Bounding box annotation lines:
◆ ◆ ◆ ◆

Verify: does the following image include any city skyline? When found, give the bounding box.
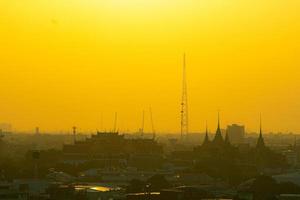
[0,0,300,133]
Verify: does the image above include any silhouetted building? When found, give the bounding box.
[63,132,163,167]
[226,124,245,145]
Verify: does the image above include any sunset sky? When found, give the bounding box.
[0,0,300,133]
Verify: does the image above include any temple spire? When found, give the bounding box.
[203,121,210,145]
[214,110,224,143]
[256,115,265,149]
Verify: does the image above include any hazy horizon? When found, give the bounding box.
[0,0,300,133]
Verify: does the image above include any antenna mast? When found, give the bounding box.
[149,106,156,139]
[114,112,118,133]
[180,53,189,140]
[140,110,145,136]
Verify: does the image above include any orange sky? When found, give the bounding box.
[0,0,300,132]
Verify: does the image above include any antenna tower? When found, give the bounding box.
[149,106,156,139]
[180,54,189,140]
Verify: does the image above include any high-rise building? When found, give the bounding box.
[226,124,245,144]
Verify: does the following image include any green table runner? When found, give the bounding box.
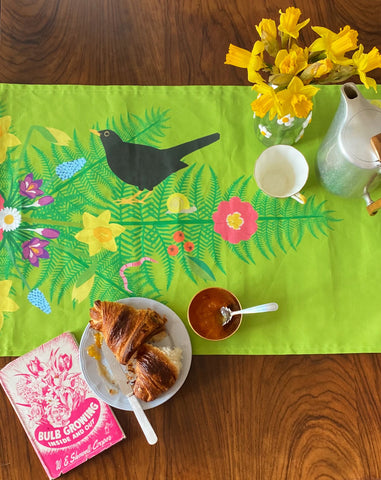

◆ ◆ ◆ ◆

▶ _Directive_
Can you update all of these lines so that "When found" becomes "If present" everywhere, with the rest unchanged and the pictures left out?

▶ _Full output_
Verify: does the following image include any city skyline? If present, give the bounding box.
[0,0,300,133]
Verify: does the image above include any silhouetted building? If present, give the bounding box.
[63,132,163,167]
[226,124,245,145]
Verify: does the image above include any sunset sky? If present, give the bounding box.
[0,0,300,133]
Verify: does the image above include any temple spire? If present, give the bounding box.
[203,121,210,145]
[214,110,224,143]
[256,115,265,149]
Verify: does the image above include any hazy horizon? If present, give the bounding box.
[0,0,300,133]
Verify: does the image above include any antenna mast? If present, give the bounding box.
[149,106,156,139]
[114,112,118,133]
[180,53,189,140]
[140,110,145,136]
Verify: does the image above include any orange sky? If present, give the bounding box.
[0,0,300,132]
Verify: does the image above include any antenna tower? If present, give the bounding box.
[149,106,156,139]
[180,54,189,140]
Verify: does the image above include any high-rise building? If present, give the bounding box.
[226,124,245,144]
Verify: does the following image include any green table runner? If present, give the bounding box.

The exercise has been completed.